SUPPLIED PASSAGE:
In "The Son's Veto," how do different characters in Sophy's life view her with a different perspective from what she really is?
This is a difficult question because it is not at all clear from the text that the other characters do misunderstand Sophy and view her differently from what she really is. On the other hand, it is clear from the text that some judge her differently from others, but this is a different thing from how they "view" her. Our first step here is to identify what Sophy is and what she thinks she is.
What Sophy is is simple enough. She is an intelligent but unschooled woman from a small village who has natural grace and high moral conduct but who speaks with an unpolished dialect and has simple, inelegant social manners. Sophy, in keeping with the description just given, is a maid in one of the highest social families in her village of Gaymead; she is the servant of Vicar Twycott. Further, her upstanding and "spotless character" is illustrated when she scolds Sam for being irreverent on the eve of Mrs. Twycott's death.
How do Sam, Randolph, Mr. Twycott and Sophy's neighbors view her? They view her as a country woman who never received a proper education and thus talks with the lingering traces of a dialect; as a woman of high moral values who is patient and loving despite an awkwardness in society and a crippling injury. They view her the way they view her woven hair: wonderful and a work of beautiful art yet in saddening circumstances (her hair because it is limited by the night-time combing out, she because her happiness is limited to the confines of her South London existence).
These characters all view Sophy exactly as she views herself, which means that all view Sophy for exactly what she is. Now, how do they judge her? Starting with her neighbors with whom she might socialize, they judge her as someone with whom they choose not to socialize because of her unfortunate confusion over "was" and "were." Randolph judges her, now that he is old enough, through the values of his upper class education that places the distinction of gentleman above seemingly all else.
'I am ashamed of you! It will ruin me! ... It will degrade me in the eyes of all the gentlemen of England!' (Randolph)

LIST OF TASKS:
a. The essay on "The Son's Veto" contains a question that begins "How do Sam, Randolph, Mr. Twycott." List every character or group that this question names.
b. Continue the essay on "The Son's Veto" from the point where it stops.
The records that follow were drawn from a separate source and have no connection to the essay on "The Son's Veto."

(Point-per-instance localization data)
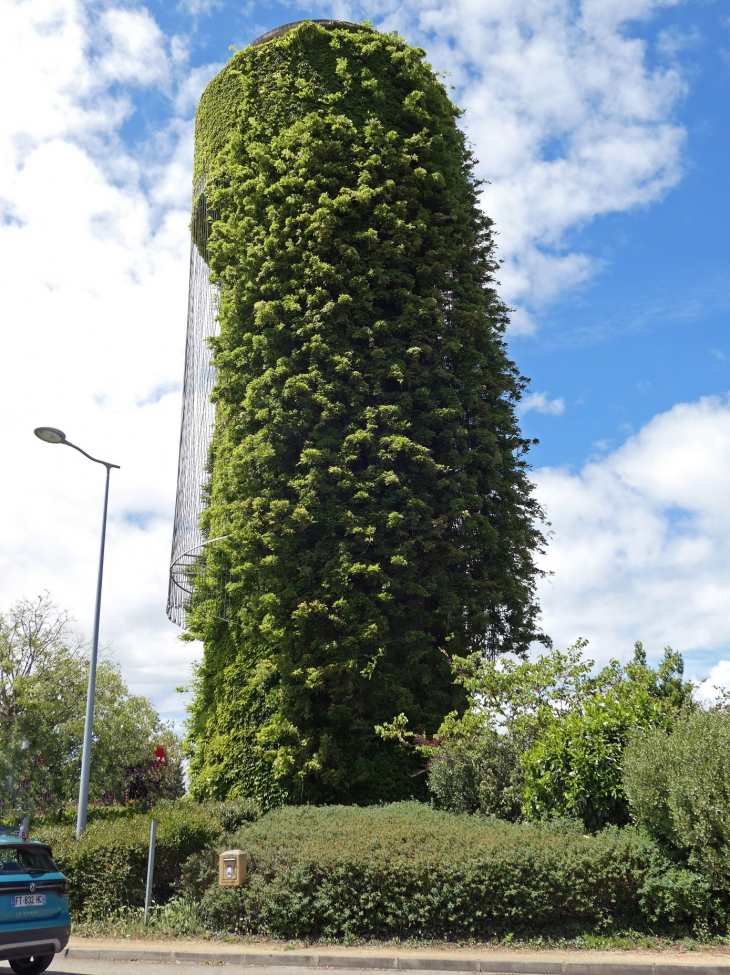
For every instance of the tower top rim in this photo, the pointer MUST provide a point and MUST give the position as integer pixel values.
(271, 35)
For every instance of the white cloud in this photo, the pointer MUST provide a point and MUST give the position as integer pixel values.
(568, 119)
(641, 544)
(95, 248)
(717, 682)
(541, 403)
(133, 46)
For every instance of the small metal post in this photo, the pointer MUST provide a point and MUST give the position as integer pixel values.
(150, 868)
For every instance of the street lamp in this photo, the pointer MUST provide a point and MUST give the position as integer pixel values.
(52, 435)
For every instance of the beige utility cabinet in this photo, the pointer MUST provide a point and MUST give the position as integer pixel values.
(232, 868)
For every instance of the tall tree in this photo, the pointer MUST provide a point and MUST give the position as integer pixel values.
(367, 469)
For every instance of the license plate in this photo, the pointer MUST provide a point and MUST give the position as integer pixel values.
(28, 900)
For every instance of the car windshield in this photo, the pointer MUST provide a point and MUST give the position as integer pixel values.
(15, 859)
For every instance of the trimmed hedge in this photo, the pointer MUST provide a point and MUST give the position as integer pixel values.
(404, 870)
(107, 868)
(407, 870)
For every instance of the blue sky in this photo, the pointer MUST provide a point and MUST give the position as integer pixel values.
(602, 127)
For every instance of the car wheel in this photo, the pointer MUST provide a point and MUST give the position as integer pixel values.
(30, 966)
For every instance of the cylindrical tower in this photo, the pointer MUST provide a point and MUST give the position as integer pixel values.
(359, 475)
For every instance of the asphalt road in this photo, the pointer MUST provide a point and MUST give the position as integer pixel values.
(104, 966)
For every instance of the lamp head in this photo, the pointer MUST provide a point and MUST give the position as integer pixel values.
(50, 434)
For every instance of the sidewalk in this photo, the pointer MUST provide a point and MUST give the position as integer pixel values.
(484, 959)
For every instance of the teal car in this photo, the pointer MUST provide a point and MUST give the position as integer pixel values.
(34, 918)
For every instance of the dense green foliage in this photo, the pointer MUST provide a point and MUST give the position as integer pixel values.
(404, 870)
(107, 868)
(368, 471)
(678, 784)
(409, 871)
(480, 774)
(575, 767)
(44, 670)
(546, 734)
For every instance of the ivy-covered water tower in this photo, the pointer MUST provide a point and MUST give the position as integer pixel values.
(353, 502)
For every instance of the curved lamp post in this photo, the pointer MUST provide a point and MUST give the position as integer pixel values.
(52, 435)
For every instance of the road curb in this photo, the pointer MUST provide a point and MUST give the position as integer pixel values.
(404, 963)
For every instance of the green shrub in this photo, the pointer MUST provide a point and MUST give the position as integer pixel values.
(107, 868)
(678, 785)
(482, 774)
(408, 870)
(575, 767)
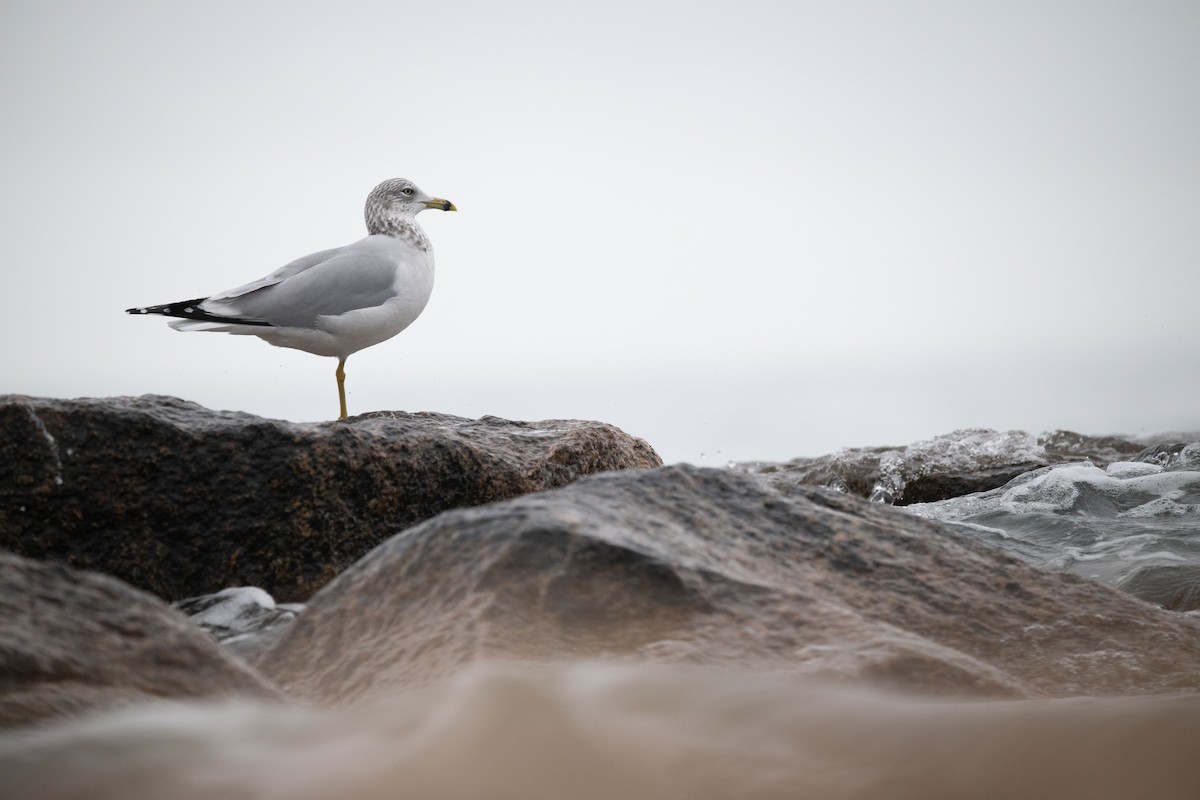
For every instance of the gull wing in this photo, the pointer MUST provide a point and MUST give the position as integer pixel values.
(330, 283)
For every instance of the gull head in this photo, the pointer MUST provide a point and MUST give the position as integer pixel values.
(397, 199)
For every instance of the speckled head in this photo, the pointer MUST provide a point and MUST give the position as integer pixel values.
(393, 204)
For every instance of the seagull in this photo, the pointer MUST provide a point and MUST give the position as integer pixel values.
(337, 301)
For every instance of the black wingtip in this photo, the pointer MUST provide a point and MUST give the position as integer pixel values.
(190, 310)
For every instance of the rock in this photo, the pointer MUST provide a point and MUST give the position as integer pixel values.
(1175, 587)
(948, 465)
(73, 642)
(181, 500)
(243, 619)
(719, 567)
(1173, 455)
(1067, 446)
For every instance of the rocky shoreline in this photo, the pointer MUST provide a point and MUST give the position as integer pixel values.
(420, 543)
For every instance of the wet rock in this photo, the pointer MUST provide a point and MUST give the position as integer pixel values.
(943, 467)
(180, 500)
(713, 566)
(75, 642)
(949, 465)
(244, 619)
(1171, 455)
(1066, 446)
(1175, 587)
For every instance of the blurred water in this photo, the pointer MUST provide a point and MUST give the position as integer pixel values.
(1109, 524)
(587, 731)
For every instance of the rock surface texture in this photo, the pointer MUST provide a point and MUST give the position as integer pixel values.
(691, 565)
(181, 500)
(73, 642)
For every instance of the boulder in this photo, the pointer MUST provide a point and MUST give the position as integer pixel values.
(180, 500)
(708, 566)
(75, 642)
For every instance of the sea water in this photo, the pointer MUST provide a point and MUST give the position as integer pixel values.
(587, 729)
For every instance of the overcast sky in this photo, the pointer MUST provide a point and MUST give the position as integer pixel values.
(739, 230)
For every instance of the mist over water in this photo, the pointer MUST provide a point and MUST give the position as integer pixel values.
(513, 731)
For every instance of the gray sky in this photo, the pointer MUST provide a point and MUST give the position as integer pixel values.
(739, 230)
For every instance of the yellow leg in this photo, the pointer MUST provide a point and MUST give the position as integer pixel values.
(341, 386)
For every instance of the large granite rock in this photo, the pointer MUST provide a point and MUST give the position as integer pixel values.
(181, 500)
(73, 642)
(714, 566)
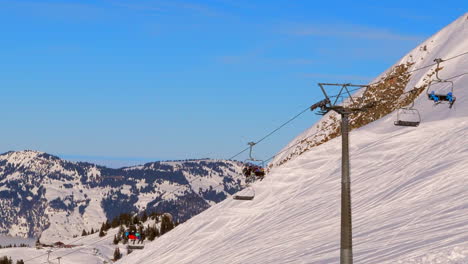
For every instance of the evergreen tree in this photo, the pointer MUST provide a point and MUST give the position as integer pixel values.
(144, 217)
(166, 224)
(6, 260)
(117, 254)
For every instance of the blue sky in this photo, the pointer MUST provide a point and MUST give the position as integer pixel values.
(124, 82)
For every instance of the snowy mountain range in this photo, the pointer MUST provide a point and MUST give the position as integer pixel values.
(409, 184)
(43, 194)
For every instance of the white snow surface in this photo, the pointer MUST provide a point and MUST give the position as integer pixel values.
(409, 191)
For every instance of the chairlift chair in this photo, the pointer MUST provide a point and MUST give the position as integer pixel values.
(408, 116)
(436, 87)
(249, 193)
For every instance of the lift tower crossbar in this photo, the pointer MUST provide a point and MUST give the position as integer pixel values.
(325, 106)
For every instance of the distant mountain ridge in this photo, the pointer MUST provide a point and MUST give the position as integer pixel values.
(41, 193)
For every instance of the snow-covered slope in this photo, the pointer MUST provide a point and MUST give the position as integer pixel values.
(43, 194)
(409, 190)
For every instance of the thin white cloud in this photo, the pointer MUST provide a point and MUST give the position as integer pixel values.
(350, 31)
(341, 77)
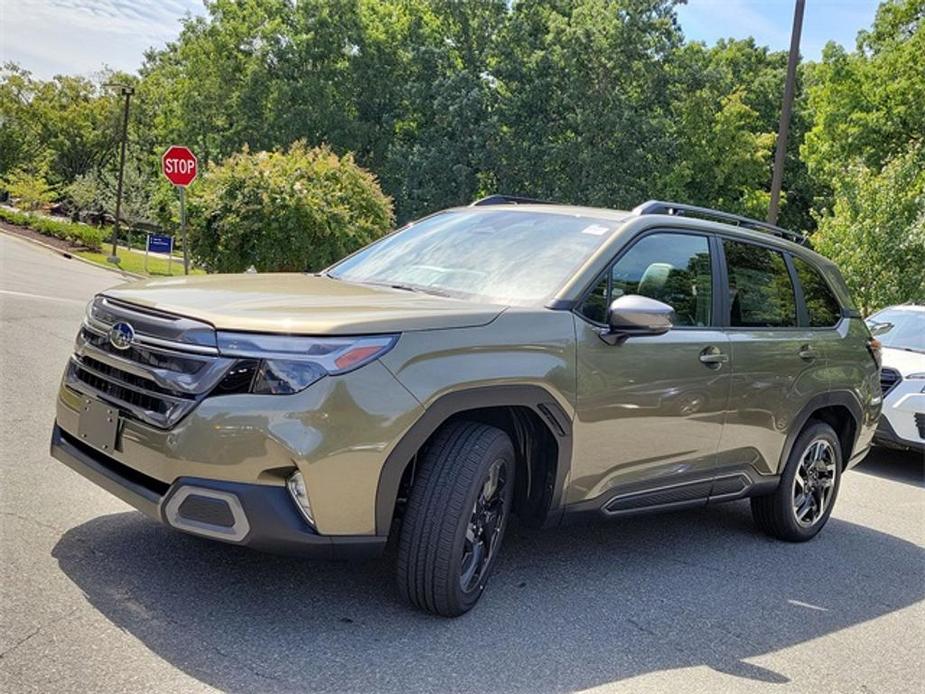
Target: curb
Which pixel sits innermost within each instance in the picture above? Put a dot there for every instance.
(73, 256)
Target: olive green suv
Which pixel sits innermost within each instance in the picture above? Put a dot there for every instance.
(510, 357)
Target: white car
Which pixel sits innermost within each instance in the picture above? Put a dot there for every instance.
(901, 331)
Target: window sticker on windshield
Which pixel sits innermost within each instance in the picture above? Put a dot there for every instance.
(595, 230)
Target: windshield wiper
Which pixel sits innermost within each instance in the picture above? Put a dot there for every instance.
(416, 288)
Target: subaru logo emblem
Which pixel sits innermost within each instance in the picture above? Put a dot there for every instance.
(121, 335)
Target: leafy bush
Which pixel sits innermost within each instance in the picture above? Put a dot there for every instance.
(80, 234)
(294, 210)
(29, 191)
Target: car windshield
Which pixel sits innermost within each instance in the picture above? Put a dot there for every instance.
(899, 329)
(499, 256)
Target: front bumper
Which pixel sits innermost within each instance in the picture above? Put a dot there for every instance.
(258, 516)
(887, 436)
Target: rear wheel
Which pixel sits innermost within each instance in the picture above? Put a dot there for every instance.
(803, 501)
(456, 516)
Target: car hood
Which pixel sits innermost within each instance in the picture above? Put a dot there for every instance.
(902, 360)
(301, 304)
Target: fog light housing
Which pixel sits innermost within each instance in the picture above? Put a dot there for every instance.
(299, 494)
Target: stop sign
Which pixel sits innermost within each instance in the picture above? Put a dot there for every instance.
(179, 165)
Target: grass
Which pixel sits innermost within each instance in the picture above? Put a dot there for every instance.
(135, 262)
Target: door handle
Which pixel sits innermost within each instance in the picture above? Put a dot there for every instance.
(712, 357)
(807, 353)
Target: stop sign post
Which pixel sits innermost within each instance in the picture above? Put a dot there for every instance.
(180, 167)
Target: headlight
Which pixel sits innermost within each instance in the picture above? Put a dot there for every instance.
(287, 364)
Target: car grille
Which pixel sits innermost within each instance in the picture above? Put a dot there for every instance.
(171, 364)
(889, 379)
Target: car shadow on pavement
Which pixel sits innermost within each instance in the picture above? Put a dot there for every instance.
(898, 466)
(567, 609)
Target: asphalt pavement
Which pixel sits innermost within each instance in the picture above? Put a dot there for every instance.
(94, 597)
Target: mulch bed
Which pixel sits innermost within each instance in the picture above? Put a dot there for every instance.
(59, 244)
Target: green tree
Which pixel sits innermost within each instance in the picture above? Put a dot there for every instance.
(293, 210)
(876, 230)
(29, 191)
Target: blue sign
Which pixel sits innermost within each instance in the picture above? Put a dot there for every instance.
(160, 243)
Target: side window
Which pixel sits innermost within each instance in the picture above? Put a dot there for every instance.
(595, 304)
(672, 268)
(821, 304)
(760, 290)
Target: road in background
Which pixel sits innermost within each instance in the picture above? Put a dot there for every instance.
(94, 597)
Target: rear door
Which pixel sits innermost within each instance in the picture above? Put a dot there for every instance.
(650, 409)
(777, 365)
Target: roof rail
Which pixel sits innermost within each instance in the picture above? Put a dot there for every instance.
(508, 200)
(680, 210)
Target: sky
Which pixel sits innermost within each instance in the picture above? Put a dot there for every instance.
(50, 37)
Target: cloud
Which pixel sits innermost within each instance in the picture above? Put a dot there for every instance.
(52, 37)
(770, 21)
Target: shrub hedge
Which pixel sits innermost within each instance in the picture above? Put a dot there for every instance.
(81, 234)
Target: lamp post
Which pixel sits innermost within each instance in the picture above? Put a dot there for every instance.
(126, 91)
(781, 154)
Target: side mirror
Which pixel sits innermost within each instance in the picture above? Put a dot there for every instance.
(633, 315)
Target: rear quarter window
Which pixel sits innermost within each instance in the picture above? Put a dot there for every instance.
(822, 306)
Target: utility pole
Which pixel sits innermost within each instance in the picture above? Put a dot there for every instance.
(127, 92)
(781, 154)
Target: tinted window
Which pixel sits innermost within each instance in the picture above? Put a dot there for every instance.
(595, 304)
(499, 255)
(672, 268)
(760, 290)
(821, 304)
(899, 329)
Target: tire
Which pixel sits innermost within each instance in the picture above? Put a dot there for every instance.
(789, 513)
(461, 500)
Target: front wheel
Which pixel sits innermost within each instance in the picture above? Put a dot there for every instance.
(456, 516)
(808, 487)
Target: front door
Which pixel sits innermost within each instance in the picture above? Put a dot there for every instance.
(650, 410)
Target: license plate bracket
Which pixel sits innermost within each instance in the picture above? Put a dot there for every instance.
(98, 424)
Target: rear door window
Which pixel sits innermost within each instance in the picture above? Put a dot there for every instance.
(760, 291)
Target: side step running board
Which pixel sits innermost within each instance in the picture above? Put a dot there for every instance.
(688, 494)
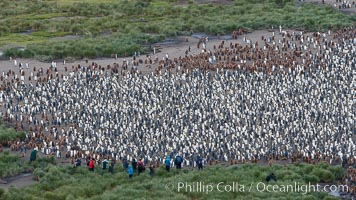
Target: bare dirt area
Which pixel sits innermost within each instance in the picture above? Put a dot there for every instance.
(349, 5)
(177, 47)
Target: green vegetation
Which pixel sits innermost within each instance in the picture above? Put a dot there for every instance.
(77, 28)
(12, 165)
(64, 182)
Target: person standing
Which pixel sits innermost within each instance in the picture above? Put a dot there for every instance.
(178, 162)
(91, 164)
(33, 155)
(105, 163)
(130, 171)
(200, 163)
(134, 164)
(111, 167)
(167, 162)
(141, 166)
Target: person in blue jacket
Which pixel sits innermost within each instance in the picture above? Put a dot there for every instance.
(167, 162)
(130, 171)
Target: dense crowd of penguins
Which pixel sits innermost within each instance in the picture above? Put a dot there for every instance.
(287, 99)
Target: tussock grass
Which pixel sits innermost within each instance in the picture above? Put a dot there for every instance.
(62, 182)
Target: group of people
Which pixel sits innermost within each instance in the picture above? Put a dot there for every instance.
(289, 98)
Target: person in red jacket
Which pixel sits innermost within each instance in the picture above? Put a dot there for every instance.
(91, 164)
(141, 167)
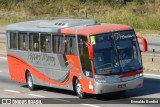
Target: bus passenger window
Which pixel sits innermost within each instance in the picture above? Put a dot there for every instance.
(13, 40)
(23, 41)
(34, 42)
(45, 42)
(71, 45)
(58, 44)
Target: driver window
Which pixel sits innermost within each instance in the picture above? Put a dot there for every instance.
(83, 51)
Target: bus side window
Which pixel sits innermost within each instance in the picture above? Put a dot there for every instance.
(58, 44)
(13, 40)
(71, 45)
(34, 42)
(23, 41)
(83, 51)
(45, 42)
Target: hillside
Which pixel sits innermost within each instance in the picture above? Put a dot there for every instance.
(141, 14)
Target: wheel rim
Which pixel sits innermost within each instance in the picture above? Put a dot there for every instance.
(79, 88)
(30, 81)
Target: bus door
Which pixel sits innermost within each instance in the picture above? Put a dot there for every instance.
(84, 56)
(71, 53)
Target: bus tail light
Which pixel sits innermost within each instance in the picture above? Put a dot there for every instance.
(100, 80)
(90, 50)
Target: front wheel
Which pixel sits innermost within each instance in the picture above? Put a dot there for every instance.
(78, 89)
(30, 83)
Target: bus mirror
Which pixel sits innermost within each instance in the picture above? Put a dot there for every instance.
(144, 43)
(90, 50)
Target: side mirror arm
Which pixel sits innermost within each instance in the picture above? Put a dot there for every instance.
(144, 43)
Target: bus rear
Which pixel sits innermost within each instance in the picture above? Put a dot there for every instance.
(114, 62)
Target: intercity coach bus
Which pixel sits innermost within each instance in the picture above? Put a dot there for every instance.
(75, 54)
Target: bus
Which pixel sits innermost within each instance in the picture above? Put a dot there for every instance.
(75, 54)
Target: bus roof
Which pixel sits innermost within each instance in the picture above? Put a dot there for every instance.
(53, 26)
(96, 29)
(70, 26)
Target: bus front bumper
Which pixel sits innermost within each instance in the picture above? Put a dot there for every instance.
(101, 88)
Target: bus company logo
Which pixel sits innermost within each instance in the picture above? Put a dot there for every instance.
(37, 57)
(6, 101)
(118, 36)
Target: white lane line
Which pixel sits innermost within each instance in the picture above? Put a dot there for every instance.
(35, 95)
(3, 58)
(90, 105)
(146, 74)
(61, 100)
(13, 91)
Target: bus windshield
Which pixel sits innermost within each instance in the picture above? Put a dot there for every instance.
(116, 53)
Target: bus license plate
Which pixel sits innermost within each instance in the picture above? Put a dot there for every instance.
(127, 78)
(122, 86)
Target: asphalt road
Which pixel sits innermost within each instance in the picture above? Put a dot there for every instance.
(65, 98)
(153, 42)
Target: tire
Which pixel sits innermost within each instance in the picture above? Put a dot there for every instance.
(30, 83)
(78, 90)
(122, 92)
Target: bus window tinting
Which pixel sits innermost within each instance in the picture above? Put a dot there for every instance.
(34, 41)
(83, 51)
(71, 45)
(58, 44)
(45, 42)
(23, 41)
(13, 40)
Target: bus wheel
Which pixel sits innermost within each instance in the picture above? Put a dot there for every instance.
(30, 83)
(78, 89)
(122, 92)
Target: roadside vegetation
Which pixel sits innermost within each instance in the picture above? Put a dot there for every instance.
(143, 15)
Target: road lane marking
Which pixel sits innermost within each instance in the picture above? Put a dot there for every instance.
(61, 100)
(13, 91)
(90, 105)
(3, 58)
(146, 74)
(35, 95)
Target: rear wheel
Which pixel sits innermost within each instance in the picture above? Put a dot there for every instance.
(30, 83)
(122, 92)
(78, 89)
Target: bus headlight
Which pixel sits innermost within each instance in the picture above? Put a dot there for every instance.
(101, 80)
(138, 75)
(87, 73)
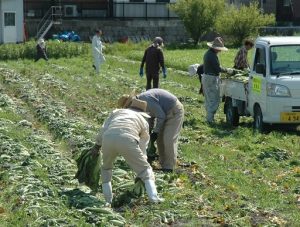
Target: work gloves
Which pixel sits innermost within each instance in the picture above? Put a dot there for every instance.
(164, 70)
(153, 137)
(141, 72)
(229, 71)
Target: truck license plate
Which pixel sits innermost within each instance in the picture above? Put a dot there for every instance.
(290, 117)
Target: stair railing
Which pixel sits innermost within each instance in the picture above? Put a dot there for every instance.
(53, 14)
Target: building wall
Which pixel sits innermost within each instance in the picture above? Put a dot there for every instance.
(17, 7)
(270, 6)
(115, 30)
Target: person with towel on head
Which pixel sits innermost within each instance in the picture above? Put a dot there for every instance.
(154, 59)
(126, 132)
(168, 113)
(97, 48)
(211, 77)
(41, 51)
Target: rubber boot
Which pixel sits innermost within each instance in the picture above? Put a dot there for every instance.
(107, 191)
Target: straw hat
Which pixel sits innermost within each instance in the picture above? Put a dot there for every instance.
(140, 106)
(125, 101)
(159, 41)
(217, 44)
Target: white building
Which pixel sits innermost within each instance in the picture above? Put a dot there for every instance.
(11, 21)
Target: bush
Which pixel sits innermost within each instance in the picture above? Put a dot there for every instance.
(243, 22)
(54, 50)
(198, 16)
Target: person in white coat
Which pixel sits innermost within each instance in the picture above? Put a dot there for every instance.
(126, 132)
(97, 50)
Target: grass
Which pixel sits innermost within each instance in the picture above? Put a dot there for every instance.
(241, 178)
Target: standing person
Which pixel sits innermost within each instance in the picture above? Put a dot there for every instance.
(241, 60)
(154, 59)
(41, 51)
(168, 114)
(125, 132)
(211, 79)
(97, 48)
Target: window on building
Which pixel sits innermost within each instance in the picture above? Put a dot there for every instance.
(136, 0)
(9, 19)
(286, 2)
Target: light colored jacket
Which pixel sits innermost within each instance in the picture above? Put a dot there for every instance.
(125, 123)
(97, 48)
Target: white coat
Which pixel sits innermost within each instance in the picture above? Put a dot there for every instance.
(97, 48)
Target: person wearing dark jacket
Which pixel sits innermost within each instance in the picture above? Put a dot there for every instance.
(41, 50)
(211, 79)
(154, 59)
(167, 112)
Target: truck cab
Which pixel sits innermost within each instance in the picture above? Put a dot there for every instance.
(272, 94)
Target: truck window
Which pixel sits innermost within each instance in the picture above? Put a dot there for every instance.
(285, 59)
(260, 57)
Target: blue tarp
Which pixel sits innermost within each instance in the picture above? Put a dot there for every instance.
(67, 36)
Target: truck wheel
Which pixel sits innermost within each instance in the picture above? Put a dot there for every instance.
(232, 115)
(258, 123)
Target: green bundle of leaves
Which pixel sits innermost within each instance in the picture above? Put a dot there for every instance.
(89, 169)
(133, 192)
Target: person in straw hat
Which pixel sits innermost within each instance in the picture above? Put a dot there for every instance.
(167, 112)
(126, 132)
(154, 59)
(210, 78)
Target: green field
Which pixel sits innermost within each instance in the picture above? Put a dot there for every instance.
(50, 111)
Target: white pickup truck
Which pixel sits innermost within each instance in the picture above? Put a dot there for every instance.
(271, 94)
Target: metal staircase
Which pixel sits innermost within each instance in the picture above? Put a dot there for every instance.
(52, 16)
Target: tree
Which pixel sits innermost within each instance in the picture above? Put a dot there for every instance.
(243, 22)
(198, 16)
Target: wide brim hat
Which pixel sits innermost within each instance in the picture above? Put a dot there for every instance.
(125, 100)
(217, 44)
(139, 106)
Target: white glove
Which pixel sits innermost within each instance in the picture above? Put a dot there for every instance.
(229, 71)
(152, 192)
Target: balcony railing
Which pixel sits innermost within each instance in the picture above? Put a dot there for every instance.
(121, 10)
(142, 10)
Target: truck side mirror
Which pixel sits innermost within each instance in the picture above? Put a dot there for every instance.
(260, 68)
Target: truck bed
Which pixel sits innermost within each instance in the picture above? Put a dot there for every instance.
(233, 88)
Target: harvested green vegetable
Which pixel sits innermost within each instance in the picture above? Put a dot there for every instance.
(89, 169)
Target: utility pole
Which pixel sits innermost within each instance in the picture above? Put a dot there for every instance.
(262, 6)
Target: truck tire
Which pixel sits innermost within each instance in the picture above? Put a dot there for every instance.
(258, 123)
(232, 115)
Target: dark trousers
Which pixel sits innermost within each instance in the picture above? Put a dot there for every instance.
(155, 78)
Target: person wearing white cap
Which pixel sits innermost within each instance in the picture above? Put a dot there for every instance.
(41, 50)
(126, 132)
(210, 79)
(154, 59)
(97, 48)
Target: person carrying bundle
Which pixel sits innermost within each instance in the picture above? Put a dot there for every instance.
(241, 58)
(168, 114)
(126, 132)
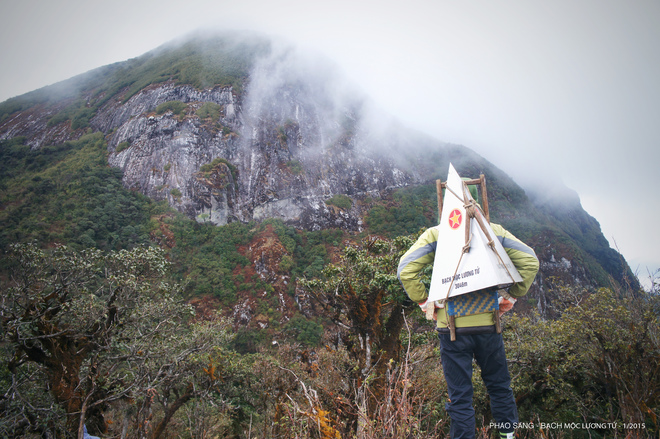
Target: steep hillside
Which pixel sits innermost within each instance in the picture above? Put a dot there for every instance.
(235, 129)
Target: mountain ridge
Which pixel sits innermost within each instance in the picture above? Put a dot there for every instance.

ANSWERS BY ITEM:
a. Sam, Randolph, Mr. Twycott, and Sophy's neighbors

b.
Vicar Twycott judges her as what she was and is: his servant with a weak education, a wise head, a moral and loving heart and a person of low social standing who must be educated to do better so they might move in an acceptable social circle.
The consequences of this judgement were, however, not the same as the consequences of Sam's judgement. While Sam's judgement of Sophy led him to recognize her as a lady to whom respect was due, Twycott's judgement led him to allow their son to be openly ashamed and disrespectful of Sophy (perhaps out of disappointment she couldn't do better, certainly to discourage Randolph from adopting her ways). While Sam judged her as someone with whom socializing was eminently possible, Twycott judged Sophy as inadequate to social demands. While Sam judged her as someone he would wish to marry, Twycott, in his will, judged her as someone incapable of running financial affairs.
"If it were only myself I would do it, and gladly, though everything I possess would be lost to me by marrying again." (Sophy)
It seems from the text that Sophy and others view her in exactly the same way and for exactly what she is, yet some make judgements based on their views that differ from one another and differ from how Sophy would judge herself for herself.
she still held confused ideas on the use of 'was' and 'were,' which did not beget a respect for her among the few acquaintances she made.